>> start
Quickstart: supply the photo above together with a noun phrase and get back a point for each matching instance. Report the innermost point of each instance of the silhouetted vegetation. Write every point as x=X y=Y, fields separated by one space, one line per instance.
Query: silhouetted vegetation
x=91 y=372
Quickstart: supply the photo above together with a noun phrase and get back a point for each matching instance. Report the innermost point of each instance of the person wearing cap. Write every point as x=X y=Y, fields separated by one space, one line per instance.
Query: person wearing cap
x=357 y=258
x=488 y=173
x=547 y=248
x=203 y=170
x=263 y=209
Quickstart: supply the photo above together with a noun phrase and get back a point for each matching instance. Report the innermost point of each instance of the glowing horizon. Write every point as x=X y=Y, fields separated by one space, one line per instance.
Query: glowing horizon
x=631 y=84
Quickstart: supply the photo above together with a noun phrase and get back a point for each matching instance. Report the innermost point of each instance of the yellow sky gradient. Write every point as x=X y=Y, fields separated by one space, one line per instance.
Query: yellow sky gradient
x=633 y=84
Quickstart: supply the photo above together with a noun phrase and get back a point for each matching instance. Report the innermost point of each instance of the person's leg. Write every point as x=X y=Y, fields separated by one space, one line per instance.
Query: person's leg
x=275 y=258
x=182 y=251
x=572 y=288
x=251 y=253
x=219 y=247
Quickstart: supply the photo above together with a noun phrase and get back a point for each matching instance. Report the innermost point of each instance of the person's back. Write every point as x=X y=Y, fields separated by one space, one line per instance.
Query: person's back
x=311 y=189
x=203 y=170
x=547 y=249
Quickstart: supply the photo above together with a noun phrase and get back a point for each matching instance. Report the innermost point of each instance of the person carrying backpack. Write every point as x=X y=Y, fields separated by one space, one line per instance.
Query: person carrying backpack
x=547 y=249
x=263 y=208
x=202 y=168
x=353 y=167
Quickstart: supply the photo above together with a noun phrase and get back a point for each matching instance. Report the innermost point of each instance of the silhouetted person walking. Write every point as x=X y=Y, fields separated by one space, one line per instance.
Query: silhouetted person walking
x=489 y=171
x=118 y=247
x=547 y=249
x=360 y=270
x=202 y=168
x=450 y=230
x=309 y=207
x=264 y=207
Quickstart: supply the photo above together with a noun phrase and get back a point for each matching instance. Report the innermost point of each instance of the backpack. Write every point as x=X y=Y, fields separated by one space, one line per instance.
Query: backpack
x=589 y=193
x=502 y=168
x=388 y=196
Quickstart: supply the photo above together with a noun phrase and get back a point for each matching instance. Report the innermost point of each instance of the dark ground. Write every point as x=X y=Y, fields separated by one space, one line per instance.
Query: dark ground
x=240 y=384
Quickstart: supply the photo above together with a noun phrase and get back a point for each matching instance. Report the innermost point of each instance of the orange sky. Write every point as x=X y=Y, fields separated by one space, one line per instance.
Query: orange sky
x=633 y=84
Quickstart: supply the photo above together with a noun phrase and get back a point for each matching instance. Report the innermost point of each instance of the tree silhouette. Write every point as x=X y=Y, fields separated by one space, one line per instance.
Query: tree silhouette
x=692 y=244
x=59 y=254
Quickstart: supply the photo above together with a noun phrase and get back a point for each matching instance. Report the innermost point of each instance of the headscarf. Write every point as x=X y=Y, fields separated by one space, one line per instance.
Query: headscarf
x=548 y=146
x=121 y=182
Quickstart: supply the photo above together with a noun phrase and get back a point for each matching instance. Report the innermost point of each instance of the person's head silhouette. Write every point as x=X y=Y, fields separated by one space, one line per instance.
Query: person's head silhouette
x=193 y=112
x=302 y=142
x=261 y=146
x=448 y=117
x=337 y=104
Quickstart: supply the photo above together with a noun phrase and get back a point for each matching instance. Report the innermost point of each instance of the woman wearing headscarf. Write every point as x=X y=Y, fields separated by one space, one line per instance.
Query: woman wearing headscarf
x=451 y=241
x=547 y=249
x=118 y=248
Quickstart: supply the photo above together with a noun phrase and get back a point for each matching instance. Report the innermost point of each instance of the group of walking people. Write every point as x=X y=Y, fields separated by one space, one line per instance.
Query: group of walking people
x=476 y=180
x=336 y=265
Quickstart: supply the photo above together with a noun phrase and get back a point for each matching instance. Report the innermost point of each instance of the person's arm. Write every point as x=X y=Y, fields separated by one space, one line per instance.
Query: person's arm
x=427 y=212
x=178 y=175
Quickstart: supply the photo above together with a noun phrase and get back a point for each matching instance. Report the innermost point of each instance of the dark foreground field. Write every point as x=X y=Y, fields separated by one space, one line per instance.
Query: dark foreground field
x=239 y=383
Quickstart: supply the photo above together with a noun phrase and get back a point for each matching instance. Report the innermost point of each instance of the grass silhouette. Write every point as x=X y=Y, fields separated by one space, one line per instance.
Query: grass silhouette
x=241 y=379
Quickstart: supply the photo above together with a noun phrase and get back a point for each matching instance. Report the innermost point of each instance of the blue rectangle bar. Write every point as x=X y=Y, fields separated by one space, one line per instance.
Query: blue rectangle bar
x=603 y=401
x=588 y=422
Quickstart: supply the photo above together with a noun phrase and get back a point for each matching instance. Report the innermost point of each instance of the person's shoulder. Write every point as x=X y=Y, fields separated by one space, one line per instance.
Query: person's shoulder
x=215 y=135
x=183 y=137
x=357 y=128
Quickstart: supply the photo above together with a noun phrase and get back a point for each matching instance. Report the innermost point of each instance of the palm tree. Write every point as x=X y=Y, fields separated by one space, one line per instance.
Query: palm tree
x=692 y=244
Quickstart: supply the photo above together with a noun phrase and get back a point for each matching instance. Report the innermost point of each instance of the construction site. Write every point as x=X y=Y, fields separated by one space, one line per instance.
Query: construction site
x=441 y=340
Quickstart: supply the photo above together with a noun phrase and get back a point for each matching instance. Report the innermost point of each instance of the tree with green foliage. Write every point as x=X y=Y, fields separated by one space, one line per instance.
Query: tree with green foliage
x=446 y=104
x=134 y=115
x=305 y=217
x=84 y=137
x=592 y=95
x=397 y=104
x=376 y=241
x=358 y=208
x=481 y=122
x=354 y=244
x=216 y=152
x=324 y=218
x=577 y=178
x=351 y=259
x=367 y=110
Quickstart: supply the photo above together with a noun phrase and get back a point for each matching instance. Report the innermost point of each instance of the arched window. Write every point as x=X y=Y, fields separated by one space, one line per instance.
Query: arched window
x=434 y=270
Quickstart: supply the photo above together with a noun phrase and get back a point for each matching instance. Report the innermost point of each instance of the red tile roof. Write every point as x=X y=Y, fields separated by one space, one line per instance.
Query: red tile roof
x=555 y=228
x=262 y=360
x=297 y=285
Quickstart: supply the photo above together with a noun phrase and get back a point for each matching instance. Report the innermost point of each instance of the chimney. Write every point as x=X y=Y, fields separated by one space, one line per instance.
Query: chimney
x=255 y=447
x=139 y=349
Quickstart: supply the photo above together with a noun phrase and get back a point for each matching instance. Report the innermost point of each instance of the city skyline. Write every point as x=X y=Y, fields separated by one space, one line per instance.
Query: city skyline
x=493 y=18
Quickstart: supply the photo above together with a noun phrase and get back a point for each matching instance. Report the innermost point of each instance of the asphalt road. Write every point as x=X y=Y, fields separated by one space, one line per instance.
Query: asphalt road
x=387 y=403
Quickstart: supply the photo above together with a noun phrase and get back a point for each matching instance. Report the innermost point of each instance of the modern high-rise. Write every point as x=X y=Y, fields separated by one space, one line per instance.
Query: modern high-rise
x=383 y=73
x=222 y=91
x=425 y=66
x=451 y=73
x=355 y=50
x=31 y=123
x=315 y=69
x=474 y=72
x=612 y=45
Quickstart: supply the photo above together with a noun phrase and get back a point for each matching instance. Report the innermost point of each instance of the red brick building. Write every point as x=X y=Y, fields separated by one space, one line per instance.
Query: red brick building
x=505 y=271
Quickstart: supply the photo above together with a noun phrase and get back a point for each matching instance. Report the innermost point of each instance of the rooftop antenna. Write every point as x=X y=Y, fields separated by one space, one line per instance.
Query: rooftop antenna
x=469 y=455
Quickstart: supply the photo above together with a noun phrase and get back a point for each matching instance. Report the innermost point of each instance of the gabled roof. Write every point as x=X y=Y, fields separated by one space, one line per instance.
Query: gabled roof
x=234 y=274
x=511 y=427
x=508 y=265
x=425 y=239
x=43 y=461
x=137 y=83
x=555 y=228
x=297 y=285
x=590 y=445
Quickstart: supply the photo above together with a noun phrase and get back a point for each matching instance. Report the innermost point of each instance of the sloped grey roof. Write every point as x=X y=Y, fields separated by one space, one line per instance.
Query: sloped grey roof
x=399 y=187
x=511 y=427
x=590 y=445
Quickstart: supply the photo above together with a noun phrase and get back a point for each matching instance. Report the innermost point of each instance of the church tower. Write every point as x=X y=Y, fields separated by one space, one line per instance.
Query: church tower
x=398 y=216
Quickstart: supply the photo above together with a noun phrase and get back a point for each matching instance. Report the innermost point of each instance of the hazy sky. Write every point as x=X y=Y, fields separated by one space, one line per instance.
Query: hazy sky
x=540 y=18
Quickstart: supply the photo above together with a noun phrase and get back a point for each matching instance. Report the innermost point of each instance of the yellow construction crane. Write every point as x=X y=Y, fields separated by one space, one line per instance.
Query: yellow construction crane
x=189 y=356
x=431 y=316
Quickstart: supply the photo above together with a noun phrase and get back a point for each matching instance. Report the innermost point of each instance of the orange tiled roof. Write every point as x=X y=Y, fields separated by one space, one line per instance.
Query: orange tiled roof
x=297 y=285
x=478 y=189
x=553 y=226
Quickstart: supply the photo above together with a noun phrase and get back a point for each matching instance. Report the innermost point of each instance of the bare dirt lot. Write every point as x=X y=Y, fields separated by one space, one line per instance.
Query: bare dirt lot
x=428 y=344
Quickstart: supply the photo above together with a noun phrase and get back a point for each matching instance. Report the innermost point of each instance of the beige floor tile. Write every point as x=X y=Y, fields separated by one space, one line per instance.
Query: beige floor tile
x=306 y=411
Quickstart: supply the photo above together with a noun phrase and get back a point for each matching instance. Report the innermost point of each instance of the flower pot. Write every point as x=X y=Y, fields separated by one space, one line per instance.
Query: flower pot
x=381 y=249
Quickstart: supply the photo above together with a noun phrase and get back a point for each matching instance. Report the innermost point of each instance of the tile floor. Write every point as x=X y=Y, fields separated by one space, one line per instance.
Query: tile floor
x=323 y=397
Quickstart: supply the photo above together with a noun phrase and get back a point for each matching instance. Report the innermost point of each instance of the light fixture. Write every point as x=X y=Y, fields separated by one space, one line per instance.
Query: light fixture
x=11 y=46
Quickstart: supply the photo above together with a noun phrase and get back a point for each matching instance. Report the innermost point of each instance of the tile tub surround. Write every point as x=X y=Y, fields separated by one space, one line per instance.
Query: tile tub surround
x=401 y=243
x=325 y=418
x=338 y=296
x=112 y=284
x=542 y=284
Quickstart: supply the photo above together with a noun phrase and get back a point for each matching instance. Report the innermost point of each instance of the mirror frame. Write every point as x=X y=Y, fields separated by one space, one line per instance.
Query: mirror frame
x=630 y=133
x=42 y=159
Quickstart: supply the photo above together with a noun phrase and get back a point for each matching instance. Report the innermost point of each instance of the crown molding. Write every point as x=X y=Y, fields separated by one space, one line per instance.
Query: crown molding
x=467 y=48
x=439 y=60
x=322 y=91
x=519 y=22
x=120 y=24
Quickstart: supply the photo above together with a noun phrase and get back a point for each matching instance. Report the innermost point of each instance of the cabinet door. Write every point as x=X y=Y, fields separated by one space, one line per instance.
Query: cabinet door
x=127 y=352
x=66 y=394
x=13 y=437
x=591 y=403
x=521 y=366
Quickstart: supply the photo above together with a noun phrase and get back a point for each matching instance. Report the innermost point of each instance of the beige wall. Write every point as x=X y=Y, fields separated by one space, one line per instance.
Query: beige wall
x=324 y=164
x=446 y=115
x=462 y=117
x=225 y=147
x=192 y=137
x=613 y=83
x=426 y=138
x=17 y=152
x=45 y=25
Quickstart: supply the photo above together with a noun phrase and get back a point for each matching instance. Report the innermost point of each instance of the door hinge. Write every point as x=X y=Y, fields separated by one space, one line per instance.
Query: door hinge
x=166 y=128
>> end
(WORK REQUIRED): Extract every line from the one containing "of the crown" through the last line of the data, inclusive, exactly as written.

(TASK OUTPUT):
Quickstart: supply the photo above together with a noun phrase and get back a point for each matching instance. Report the innermost point of each instance of the crown molding. Write every point as x=X y=Y, fields separated by one space, one line per instance.
Query: crown molding
x=467 y=48
x=439 y=60
x=322 y=91
x=519 y=22
x=120 y=24
Quickstart: supply the photo above together with a noun phrase and get back a point for each matching instance. Report the innermost point of each instance of the cabinet door. Write every point as x=X y=Y, fields separated by one space, one line per instance.
Query: cabinet door
x=127 y=352
x=66 y=394
x=13 y=437
x=591 y=403
x=521 y=366
Quickstart: supply the photo above together with a noun phrase and get back a point for each matching instance. Report the innermost point of each instance of the beige wall. Write every point as x=X y=Y, fields separated by one space, one line per instance.
Query: beige wall
x=324 y=164
x=446 y=115
x=462 y=117
x=225 y=147
x=192 y=137
x=613 y=83
x=426 y=138
x=17 y=152
x=45 y=25
Quickstart: supply the photo above together with a noun phrase and get back a point for each matching instance. Report the innermost point of each instance of the door hinge. Write every point as x=X y=Y, fields separated by one space, one line per instance.
Query: door hinge
x=166 y=128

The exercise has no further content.